• What is asked: Rewrite the rows below as a Markdown table with the columns Number and Line, running from the start of the rows through the one containing "[140,79,191,95]". Omit blank lines and leave the pictures out.
++++++++++++++++++++
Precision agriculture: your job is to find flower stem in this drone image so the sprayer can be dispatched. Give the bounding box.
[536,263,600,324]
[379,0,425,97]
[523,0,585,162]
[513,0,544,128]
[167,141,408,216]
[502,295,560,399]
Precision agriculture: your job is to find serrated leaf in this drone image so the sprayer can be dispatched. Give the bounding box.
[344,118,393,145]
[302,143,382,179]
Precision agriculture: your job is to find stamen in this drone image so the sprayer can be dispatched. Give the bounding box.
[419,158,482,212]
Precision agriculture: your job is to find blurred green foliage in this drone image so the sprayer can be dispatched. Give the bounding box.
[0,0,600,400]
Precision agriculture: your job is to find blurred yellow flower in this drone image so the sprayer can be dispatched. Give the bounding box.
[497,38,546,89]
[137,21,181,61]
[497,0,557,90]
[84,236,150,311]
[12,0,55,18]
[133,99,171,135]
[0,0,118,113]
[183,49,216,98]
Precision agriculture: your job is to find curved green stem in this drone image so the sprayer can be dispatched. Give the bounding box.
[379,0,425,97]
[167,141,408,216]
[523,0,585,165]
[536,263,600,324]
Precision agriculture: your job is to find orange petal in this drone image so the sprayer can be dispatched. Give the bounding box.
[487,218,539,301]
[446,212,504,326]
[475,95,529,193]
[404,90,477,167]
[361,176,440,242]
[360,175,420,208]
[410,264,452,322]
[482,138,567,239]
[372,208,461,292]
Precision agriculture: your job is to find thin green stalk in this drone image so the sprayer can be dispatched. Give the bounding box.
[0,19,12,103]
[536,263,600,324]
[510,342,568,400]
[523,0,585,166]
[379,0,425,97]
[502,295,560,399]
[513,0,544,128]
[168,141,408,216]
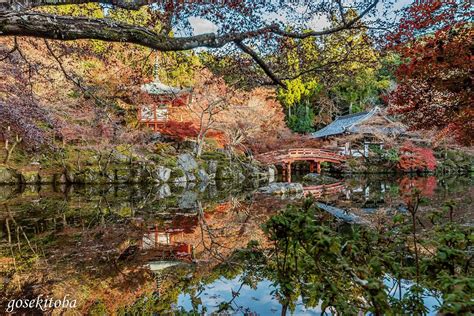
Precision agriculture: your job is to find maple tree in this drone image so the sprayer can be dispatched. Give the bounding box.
[0,0,389,86]
[398,142,437,171]
[387,1,474,145]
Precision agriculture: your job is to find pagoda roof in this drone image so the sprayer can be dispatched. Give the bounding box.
[140,79,191,95]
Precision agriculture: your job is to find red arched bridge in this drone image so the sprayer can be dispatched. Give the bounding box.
[255,148,346,182]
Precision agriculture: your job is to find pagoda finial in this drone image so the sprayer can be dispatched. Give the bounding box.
[153,51,161,82]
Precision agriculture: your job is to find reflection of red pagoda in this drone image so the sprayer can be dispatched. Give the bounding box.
[137,78,191,132]
[140,216,197,259]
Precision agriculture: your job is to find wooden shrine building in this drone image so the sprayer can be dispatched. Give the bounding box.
[137,79,192,132]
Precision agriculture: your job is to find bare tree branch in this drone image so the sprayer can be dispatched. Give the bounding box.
[235,41,286,88]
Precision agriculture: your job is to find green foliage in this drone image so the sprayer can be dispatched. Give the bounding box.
[287,104,315,133]
[256,199,474,314]
[278,78,321,108]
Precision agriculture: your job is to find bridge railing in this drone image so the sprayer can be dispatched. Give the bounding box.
[256,148,346,162]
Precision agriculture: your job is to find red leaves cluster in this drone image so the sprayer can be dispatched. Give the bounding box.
[398,142,436,171]
[399,176,437,203]
[388,1,474,145]
[158,120,223,142]
[159,121,199,141]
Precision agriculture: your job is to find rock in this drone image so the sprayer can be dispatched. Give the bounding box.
[156,166,171,182]
[171,175,188,183]
[216,166,234,180]
[259,182,303,195]
[178,154,198,172]
[207,160,217,178]
[157,183,171,199]
[21,171,40,184]
[114,169,130,183]
[0,167,20,184]
[112,151,130,164]
[303,173,321,181]
[178,191,198,209]
[186,172,196,182]
[268,166,276,183]
[198,169,210,183]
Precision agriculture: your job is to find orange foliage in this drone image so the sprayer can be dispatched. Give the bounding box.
[398,142,436,171]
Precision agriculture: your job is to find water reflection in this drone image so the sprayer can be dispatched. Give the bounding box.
[0,176,474,315]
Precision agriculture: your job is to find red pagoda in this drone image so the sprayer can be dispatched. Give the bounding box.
[137,78,192,132]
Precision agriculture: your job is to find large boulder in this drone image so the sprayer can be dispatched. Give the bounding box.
[259,182,303,195]
[216,165,234,180]
[268,166,277,183]
[198,169,210,183]
[0,167,20,184]
[186,172,196,182]
[21,171,41,184]
[207,160,217,179]
[156,166,171,182]
[178,154,198,172]
[157,183,171,199]
[178,191,198,209]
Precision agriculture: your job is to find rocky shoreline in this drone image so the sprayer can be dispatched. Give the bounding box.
[0,153,275,185]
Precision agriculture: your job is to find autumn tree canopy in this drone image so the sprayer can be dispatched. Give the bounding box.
[388,1,474,145]
[0,0,389,86]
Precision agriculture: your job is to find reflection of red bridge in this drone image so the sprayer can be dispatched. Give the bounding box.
[255,148,346,182]
[304,182,344,197]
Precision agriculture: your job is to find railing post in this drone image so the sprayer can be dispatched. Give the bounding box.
[286,161,291,183]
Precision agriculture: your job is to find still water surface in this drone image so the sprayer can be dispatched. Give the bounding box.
[0,175,474,315]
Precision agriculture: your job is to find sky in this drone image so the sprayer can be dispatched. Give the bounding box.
[189,0,413,35]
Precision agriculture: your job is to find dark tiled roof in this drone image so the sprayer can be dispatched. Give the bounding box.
[311,107,380,138]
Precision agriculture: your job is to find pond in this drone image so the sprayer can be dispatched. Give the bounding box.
[0,175,474,315]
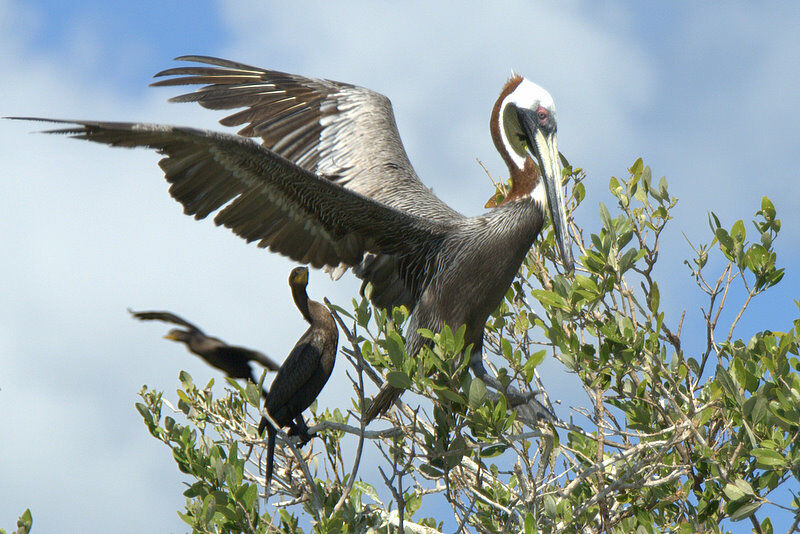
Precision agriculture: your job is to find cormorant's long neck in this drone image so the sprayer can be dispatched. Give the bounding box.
[292,284,312,324]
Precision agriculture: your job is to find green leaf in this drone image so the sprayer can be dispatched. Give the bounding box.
[761,197,775,221]
[531,289,569,310]
[385,332,405,369]
[386,371,411,389]
[752,448,786,468]
[353,480,383,505]
[481,443,508,458]
[731,219,747,243]
[647,282,661,313]
[727,501,761,521]
[469,377,489,410]
[600,202,613,231]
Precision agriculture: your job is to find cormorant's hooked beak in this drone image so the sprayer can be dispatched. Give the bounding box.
[517,108,574,271]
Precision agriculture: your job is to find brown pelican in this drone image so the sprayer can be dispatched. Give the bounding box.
[128,310,279,390]
[12,56,573,419]
[258,267,339,494]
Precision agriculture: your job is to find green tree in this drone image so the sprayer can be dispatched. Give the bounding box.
[137,160,800,533]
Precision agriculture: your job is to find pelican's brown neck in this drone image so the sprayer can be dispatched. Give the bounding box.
[487,74,539,207]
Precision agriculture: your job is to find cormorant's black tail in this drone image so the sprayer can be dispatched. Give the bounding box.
[364,382,403,423]
[266,426,278,496]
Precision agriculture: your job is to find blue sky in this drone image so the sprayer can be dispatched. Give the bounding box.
[0,0,800,532]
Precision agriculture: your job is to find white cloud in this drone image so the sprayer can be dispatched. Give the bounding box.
[0,0,800,531]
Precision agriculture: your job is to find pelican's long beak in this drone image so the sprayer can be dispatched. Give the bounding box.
[517,108,574,271]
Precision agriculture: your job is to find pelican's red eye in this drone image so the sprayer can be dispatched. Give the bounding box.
[536,108,548,122]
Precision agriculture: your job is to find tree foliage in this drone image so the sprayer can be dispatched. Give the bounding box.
[137,160,800,533]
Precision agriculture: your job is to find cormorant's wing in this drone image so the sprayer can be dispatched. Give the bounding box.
[153,56,463,225]
[265,329,335,425]
[128,308,205,335]
[25,117,450,294]
[220,345,281,372]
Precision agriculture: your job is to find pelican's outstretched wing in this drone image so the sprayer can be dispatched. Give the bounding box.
[28,117,450,300]
[128,308,205,335]
[153,56,462,221]
[225,345,281,372]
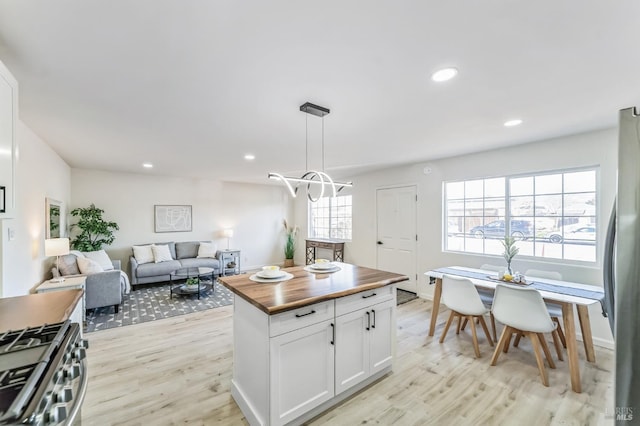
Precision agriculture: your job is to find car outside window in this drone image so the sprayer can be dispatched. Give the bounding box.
[443,168,598,262]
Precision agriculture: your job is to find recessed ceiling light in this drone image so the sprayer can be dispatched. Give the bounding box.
[504,118,522,127]
[431,68,458,83]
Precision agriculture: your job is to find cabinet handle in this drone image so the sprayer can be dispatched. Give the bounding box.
[330,323,336,345]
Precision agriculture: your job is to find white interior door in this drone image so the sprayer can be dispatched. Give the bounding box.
[376,186,417,293]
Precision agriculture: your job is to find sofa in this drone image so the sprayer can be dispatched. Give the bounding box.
[129,241,220,285]
[51,250,129,313]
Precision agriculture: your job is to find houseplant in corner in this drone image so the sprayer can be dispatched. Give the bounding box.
[500,236,520,275]
[71,203,120,251]
[282,219,298,268]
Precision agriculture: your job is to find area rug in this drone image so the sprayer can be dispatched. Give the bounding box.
[84,282,233,333]
[396,288,418,305]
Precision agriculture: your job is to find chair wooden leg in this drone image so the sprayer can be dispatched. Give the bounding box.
[456,315,467,334]
[467,316,480,358]
[490,325,511,365]
[498,326,515,353]
[527,333,549,386]
[489,312,498,343]
[551,317,567,349]
[440,311,456,343]
[478,316,493,346]
[551,330,564,361]
[537,333,556,368]
[513,332,524,348]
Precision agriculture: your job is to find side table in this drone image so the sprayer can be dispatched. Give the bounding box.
[220,250,240,277]
[305,238,344,265]
[36,276,87,334]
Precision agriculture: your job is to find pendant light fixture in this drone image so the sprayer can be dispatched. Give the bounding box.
[269,102,353,203]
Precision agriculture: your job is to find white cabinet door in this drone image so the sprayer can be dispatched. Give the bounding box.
[270,321,334,425]
[369,300,395,375]
[336,309,371,395]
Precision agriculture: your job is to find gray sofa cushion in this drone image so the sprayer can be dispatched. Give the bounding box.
[175,241,200,259]
[54,254,80,276]
[180,257,220,269]
[136,260,182,278]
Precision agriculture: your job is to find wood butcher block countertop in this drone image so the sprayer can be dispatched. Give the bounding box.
[218,262,409,315]
[0,290,82,332]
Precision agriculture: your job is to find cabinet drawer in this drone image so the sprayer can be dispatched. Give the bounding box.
[269,300,334,337]
[336,285,396,316]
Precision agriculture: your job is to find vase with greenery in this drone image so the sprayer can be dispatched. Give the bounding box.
[282,219,298,267]
[500,237,520,275]
[71,204,120,251]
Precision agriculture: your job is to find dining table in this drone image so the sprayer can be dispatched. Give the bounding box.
[424,266,604,393]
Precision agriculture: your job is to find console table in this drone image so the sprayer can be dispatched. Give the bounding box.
[306,238,344,265]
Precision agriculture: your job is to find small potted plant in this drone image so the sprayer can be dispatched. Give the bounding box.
[282,219,298,268]
[184,277,200,288]
[500,236,520,275]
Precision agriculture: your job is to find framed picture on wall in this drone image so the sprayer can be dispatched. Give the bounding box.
[153,205,191,232]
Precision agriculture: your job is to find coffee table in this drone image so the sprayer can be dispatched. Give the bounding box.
[169,267,215,299]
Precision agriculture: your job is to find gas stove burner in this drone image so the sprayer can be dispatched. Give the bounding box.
[0,320,88,426]
[7,338,42,349]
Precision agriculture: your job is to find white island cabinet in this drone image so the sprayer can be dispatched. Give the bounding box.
[221,264,406,425]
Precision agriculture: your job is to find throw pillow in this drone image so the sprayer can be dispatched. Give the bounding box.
[78,257,104,275]
[151,244,173,263]
[54,254,80,276]
[198,243,218,258]
[133,245,154,265]
[84,250,113,271]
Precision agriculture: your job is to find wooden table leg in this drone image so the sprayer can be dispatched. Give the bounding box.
[562,303,582,393]
[577,305,596,362]
[429,278,442,336]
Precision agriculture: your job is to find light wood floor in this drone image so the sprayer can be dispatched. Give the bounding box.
[82,299,614,426]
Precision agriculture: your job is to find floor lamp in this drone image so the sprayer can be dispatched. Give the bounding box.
[44,238,69,283]
[222,228,233,250]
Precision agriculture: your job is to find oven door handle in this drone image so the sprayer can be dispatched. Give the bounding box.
[66,358,89,425]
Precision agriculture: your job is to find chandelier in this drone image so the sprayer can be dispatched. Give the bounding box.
[269,102,353,203]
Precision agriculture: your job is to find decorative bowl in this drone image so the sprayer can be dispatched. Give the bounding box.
[260,265,281,277]
[313,259,333,269]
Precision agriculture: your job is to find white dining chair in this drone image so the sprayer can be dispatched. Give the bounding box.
[491,284,562,386]
[440,275,493,358]
[514,269,567,348]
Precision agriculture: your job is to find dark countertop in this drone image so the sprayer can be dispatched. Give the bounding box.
[218,262,409,315]
[0,290,82,332]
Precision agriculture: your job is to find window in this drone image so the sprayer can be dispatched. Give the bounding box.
[309,195,351,241]
[444,168,598,262]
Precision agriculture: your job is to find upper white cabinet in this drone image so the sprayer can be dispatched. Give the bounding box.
[0,62,18,219]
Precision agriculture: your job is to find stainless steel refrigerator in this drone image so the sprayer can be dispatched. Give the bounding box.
[603,108,640,425]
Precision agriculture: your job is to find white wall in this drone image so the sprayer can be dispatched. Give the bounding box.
[69,169,292,272]
[295,129,617,345]
[0,121,70,297]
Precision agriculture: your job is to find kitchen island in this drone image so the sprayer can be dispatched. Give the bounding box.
[219,262,408,425]
[0,290,83,331]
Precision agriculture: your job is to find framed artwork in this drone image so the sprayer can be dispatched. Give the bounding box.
[153,205,191,232]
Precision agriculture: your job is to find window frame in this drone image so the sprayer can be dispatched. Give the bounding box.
[307,194,353,242]
[441,165,606,267]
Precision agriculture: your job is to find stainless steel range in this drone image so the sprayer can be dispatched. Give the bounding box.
[0,321,88,425]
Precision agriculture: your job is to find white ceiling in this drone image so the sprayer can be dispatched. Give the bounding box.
[0,0,640,183]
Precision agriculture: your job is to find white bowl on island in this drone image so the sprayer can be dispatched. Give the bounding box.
[260,265,282,278]
[313,259,333,269]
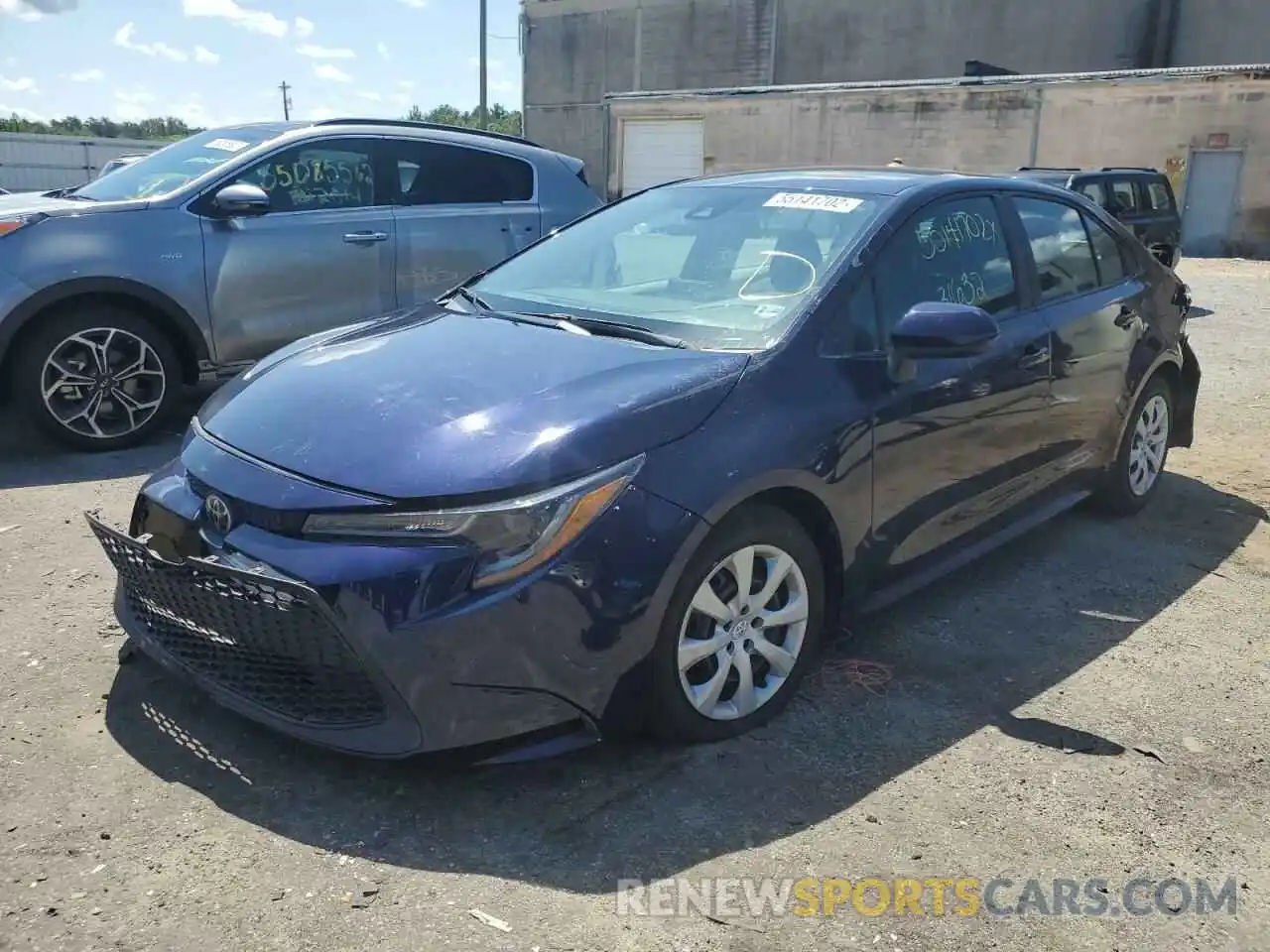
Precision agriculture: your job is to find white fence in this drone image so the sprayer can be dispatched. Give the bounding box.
[0,132,168,191]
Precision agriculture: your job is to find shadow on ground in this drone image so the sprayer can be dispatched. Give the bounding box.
[107,476,1266,893]
[0,390,205,490]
++++++++++++++++++++
• Expected output:
| Number | Line |
|---|---|
| 1 | Precision agriculture: your job is to find flower stem in this drone image so the sprayer can be dispatched. Give the bounding box. |
| 2 | [536,263,600,324] |
| 3 | [379,0,425,97] |
| 4 | [523,0,585,162] |
| 5 | [513,0,544,128] |
| 6 | [167,141,408,216] |
| 7 | [502,295,560,399] |
| 8 | Precision agriculture: your job is to find serrated leaf in this drone image so the sprayer can be dispatched. Give the bounding box. |
| 9 | [344,118,393,145] |
| 10 | [302,143,382,179] |
| 11 | Precision agriculture: your job is to find stamen in this drone image so the sprayer can be dispatched. Give the bounding box. |
| 12 | [419,158,482,212] |
| 13 | Precision agriculture: your job is to find blurred green foliage in this drone image so the sprayer can be dispatched. Give the bounding box. |
| 14 | [0,0,600,400] |
| 15 | Precision agriculture: your job is to find blurred yellow flower in this drone image so the sprayer can be dispatched. Give the bounding box. |
| 16 | [497,38,546,89] |
| 17 | [137,21,181,61] |
| 18 | [497,0,557,90] |
| 19 | [84,236,150,311] |
| 20 | [12,0,55,18] |
| 21 | [133,99,171,135] |
| 22 | [0,0,118,113] |
| 23 | [183,49,216,98] |
| 24 | Precision agriculture: your job is to find curved green stem in this drone image so the sprayer can be dispatched. Give the bounding box. |
| 25 | [379,0,425,97] |
| 26 | [167,141,408,216] |
| 27 | [523,0,585,165] |
| 28 | [536,263,600,324] |
| 29 | Precision agriculture: your job is to find orange petal in this drone image so the sprayer can be dispatched. Give the bounding box. |
| 30 | [487,218,539,301] |
| 31 | [446,212,504,326] |
| 32 | [475,95,529,193] |
| 33 | [404,90,477,167] |
| 34 | [361,176,440,242] |
| 35 | [360,175,420,208] |
| 36 | [410,264,452,322] |
| 37 | [482,138,567,239] |
| 38 | [372,208,461,292] |
| 39 | Precision agriculture: your job is to find thin green stalk in this drone image so the sprayer can be dispatched. Give the bounding box. |
| 40 | [0,19,12,103] |
| 41 | [536,263,600,324] |
| 42 | [510,342,568,400] |
| 43 | [523,0,585,166] |
| 44 | [379,0,425,97] |
| 45 | [502,295,560,399] |
| 46 | [513,0,544,128] |
| 47 | [168,141,408,216] |
| 48 | Precision agriculture: your job is to find maple tree in this drone image so the sprayer can be dispatched. Give the bounding box. |
| 49 | [0,0,389,86] |
| 50 | [398,142,437,171] |
| 51 | [387,1,474,145] |
| 52 | Precision agriculture: your job is to find pagoda roof in this drone image so the sprayer can be dispatched. Give the bounding box. |
| 53 | [140,79,191,95] |